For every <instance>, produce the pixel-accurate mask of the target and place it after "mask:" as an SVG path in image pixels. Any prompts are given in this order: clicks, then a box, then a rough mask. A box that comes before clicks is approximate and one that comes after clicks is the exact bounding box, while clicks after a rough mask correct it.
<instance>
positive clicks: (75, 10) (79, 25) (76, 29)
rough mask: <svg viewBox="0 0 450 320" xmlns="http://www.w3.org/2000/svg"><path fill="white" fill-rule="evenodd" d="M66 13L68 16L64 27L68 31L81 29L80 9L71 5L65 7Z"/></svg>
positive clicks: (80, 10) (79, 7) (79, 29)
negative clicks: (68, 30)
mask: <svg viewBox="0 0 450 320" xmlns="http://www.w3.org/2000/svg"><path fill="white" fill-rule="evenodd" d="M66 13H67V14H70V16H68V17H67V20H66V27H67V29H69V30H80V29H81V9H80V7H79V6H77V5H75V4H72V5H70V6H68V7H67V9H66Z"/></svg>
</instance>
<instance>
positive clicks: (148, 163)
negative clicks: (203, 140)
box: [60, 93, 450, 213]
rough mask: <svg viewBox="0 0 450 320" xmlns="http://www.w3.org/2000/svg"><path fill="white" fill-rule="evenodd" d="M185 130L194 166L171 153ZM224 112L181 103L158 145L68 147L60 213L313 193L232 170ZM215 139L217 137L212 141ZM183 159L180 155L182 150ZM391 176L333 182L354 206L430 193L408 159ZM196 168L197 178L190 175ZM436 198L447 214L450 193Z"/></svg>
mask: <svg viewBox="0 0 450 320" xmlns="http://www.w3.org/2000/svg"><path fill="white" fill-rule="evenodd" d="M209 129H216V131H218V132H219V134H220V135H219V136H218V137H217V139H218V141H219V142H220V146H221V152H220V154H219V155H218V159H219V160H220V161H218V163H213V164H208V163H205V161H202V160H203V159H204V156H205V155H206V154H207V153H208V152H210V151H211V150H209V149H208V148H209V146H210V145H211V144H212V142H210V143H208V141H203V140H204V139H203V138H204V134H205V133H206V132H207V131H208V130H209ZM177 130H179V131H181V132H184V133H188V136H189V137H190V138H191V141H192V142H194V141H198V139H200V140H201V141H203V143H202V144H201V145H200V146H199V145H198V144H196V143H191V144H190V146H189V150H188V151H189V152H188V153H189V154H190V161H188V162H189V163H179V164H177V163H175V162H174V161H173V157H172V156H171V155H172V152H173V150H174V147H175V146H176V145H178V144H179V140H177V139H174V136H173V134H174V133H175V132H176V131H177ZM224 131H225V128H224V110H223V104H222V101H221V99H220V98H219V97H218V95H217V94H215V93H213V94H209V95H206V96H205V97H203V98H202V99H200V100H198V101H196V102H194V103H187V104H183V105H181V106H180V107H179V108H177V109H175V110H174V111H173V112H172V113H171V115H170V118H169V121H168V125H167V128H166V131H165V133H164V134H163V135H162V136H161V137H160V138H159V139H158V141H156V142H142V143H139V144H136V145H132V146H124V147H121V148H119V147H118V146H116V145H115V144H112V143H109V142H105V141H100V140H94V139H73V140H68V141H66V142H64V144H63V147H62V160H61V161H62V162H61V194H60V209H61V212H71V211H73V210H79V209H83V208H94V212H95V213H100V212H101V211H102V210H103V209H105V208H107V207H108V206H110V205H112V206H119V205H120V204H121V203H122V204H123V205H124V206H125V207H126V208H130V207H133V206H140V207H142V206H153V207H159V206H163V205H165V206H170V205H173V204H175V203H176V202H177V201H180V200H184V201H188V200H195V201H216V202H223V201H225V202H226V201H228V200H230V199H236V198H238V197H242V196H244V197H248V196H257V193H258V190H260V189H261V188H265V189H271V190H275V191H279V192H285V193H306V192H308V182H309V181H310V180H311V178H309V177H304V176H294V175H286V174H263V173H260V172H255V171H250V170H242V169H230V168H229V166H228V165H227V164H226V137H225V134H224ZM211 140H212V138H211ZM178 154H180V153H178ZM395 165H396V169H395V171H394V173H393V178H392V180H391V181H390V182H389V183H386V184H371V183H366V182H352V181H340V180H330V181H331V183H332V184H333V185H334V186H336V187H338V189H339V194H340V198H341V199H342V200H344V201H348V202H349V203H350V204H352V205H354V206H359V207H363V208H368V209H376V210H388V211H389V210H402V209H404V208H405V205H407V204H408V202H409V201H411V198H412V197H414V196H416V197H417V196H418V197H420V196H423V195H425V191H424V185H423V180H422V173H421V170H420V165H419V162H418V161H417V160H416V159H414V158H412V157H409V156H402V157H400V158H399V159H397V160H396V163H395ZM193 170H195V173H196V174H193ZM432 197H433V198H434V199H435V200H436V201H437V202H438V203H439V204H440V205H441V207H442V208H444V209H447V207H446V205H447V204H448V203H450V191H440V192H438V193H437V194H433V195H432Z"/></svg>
--- --- ---
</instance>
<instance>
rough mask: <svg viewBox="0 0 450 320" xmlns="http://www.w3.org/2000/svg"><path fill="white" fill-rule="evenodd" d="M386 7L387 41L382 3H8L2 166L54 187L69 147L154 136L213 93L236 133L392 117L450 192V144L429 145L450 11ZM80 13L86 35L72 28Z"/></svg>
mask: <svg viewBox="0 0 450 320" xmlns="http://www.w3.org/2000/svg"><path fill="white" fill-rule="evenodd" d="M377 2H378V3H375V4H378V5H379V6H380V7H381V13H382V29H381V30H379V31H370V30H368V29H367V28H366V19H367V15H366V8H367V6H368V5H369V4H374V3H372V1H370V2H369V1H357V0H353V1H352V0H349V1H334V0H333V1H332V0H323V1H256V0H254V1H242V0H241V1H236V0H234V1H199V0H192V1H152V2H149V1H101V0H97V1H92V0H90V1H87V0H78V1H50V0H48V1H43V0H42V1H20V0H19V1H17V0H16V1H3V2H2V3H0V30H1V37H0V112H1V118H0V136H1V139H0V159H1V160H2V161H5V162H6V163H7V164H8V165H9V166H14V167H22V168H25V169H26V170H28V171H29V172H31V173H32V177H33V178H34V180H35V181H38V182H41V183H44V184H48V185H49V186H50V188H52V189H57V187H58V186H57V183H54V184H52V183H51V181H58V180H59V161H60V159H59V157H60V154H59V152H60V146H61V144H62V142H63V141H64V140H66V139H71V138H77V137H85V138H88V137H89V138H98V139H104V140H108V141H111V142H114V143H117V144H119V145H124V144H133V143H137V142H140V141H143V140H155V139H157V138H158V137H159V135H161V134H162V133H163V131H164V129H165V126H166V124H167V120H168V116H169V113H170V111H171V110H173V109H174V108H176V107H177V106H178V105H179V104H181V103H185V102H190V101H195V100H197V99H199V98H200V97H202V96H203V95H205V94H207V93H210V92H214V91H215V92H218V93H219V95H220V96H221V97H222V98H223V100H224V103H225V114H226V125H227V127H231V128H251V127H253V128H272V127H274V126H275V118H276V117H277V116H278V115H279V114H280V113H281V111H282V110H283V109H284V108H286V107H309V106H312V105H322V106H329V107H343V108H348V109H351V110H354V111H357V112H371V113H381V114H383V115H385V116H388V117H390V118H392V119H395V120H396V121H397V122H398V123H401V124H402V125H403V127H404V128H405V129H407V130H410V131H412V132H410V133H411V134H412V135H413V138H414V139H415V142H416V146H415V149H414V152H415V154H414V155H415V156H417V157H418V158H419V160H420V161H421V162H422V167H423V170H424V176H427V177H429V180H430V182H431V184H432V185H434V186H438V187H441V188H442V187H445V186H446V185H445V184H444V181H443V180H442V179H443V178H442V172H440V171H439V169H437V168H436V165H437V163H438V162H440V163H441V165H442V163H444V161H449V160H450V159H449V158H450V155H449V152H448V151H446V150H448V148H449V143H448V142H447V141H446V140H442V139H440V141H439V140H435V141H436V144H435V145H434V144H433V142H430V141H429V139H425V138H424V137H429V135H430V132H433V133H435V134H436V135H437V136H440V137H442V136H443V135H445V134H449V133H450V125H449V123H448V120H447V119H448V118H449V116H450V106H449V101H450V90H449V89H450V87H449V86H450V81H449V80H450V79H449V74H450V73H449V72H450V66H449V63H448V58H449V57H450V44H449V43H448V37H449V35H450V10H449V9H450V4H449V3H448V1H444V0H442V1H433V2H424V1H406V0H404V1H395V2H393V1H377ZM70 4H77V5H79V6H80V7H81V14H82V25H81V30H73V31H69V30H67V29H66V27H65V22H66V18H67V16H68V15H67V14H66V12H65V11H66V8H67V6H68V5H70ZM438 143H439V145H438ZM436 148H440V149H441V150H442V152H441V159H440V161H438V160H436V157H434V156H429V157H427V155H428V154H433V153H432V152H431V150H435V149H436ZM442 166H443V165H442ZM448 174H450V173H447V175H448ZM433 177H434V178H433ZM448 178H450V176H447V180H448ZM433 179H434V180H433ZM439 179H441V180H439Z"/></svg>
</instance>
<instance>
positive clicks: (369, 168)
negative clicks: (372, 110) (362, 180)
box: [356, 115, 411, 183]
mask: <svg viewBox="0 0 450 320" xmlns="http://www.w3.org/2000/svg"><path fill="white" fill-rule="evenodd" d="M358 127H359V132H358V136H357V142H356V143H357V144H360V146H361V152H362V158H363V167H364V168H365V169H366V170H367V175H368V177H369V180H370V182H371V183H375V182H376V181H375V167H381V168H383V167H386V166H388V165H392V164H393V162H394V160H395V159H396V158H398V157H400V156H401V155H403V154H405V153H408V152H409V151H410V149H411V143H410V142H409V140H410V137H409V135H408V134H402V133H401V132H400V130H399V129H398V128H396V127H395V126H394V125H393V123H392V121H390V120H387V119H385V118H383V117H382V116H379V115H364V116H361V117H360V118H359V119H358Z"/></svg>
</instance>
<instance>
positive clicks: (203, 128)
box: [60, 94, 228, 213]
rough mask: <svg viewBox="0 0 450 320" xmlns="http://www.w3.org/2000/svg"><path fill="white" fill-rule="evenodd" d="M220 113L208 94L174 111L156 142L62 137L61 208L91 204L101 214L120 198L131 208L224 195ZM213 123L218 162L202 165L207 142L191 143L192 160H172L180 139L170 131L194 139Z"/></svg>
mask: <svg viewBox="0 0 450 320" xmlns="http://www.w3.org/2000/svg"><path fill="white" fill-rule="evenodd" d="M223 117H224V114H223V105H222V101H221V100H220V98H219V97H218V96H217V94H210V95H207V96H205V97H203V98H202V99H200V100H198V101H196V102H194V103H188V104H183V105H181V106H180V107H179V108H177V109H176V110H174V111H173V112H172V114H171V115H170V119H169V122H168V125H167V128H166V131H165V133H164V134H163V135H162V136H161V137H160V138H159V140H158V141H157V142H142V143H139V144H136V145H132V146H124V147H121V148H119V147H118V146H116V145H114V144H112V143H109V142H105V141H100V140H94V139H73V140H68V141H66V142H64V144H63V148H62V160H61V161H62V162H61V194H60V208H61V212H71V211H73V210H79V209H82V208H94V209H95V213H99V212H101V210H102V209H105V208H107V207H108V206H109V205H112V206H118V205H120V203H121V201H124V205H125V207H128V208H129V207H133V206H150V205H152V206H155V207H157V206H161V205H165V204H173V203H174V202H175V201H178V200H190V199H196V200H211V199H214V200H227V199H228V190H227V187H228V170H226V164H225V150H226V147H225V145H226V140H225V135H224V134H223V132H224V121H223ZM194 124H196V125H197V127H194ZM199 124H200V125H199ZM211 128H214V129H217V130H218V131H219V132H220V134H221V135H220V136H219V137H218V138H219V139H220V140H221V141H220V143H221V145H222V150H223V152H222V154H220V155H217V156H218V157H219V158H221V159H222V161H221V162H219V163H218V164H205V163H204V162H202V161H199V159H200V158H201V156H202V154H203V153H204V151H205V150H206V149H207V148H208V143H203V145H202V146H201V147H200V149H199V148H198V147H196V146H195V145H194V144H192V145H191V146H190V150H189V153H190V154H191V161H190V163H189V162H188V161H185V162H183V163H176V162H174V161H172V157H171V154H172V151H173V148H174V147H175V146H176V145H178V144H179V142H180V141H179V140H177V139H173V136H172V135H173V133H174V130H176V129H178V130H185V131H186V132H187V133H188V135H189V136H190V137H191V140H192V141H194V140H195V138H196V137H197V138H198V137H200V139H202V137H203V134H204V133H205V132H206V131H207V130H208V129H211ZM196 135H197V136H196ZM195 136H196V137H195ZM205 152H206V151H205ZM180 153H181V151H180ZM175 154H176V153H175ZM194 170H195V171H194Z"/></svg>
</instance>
--- --- ---
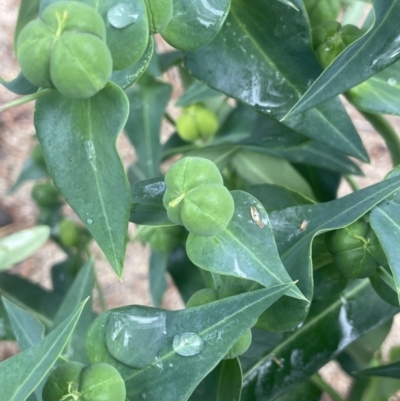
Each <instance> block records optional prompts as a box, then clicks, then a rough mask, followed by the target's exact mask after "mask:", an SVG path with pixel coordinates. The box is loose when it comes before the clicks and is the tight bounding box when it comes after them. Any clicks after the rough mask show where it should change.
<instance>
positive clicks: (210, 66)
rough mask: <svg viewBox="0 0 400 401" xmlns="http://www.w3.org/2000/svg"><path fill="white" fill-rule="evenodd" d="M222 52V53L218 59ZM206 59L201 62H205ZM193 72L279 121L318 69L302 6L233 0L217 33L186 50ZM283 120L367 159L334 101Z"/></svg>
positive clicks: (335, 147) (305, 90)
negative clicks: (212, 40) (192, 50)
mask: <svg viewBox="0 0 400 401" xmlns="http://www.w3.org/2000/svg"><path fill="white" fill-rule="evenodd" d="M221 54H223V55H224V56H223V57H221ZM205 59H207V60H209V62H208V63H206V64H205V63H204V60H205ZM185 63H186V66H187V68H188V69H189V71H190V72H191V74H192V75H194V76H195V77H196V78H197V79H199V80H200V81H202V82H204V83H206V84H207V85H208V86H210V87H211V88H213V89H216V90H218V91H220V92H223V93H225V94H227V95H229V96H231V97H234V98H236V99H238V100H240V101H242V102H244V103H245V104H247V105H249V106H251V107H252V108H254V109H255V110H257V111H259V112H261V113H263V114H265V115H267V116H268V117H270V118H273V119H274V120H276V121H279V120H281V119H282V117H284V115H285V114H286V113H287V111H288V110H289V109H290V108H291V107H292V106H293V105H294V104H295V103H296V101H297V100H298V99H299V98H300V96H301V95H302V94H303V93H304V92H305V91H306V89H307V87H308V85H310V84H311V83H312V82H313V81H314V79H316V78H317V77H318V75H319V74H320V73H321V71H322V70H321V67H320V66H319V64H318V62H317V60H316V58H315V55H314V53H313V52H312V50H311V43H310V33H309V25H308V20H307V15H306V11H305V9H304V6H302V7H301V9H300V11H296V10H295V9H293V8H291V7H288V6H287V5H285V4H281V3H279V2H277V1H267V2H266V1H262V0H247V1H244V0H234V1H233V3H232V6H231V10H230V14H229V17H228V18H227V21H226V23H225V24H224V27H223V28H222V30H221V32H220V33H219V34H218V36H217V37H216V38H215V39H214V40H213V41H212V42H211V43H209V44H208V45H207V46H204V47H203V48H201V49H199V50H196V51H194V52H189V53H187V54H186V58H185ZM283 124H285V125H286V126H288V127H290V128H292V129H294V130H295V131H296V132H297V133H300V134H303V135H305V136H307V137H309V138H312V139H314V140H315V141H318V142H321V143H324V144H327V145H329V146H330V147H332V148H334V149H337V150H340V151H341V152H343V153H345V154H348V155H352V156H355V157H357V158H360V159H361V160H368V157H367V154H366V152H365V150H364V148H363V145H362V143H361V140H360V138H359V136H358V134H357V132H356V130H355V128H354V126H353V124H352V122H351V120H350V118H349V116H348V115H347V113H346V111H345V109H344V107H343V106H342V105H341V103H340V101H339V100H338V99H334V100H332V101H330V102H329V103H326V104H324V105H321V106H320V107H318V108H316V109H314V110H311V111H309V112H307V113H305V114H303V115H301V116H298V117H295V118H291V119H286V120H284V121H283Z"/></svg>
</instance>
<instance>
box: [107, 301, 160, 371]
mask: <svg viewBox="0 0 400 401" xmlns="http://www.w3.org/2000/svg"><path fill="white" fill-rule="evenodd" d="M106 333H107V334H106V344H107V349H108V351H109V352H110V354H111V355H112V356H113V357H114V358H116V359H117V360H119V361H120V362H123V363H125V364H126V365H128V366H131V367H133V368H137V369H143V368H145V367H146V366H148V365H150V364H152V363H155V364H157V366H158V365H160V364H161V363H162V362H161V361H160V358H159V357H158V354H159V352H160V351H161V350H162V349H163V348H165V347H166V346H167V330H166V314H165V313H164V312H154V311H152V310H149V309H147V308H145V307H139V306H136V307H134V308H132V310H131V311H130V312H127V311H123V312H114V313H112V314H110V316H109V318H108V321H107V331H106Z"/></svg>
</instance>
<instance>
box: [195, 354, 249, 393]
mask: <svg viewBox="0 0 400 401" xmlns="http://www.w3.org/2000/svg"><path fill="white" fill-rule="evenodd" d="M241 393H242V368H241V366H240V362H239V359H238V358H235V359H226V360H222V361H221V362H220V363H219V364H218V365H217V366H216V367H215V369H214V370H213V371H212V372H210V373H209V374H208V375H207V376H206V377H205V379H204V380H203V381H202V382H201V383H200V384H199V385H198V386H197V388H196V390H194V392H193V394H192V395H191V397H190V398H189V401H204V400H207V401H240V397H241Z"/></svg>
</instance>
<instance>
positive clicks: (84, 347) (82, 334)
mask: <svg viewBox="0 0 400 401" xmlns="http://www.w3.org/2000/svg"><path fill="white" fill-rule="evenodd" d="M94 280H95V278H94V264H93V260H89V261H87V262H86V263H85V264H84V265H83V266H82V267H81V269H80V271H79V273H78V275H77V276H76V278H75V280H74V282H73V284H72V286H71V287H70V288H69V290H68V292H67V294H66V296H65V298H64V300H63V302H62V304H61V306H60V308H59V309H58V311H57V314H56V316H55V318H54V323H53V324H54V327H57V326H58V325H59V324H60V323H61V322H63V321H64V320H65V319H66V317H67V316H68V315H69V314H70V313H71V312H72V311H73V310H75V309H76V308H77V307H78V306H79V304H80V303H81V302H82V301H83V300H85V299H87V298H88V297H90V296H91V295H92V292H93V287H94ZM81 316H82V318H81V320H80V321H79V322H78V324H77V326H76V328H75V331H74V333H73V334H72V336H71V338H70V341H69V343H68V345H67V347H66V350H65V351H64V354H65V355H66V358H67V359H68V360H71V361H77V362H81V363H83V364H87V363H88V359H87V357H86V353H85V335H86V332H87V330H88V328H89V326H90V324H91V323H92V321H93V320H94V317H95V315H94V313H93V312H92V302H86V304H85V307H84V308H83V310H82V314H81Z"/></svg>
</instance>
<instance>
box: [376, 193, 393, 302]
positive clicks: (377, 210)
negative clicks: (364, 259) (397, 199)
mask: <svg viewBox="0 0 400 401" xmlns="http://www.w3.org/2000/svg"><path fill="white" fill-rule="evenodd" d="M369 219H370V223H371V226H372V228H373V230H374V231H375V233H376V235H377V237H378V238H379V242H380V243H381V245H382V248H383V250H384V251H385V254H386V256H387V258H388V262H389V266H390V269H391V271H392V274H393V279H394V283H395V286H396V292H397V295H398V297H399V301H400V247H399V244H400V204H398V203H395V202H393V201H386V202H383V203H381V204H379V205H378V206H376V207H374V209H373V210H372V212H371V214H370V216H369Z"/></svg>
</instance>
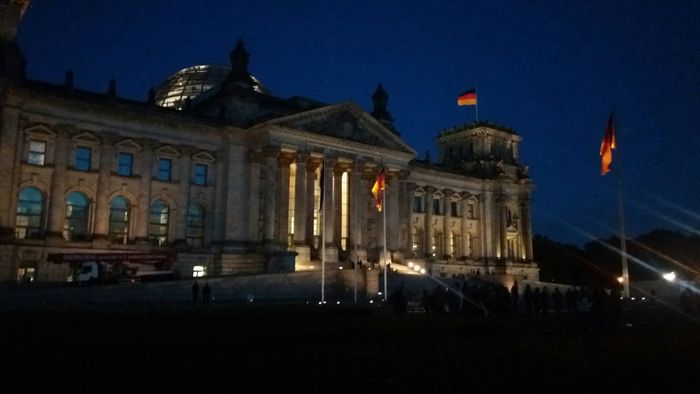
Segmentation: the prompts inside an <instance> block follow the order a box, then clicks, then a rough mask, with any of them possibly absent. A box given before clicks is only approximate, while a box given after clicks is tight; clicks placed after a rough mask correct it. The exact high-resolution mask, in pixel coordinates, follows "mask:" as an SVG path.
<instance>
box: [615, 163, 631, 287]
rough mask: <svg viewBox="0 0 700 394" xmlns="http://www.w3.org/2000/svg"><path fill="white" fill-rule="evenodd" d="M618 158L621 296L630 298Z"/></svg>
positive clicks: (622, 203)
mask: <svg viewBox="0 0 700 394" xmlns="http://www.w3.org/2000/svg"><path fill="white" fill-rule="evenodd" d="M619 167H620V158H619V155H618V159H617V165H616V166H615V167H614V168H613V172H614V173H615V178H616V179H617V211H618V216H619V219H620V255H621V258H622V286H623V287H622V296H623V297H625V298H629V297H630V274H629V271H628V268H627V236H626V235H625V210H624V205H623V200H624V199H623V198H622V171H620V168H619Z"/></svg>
--- --- ---
▶ [Problem details]
Retype only the lines above between the line with "For every <instance>, produce" and the line with "box: [60, 93, 450, 213]", counting those two lines as well, and keep every character as it is.

▶ [Output for this exercise]
For every <instance>, produce the pixel-accurate mask of the target and place it after "mask:" as an SVG path in image pixels. Any prompts are given in this order: clicks, then a box, then a rough mask. A box that comes before clicks is approximate and one that comes after clicks is the exact bounding box, while clicks after a rough mask correct it.
<instance>
positive clicks: (75, 10) (79, 25) (76, 29)
rough mask: <svg viewBox="0 0 450 320" xmlns="http://www.w3.org/2000/svg"><path fill="white" fill-rule="evenodd" d="M66 13L68 16L64 27L68 31L81 29L80 9L71 5L65 7Z"/></svg>
positive clicks: (80, 10) (79, 7) (79, 29)
negative clicks: (68, 30)
mask: <svg viewBox="0 0 450 320" xmlns="http://www.w3.org/2000/svg"><path fill="white" fill-rule="evenodd" d="M66 13H67V14H70V16H68V17H67V20H66V27H67V29H69V30H80V29H81V9H80V7H79V6H77V5H75V4H72V5H70V6H68V7H67V9H66Z"/></svg>
</instance>
<instance>
positive clicks: (148, 163)
negative clicks: (203, 140)
box: [60, 93, 450, 213]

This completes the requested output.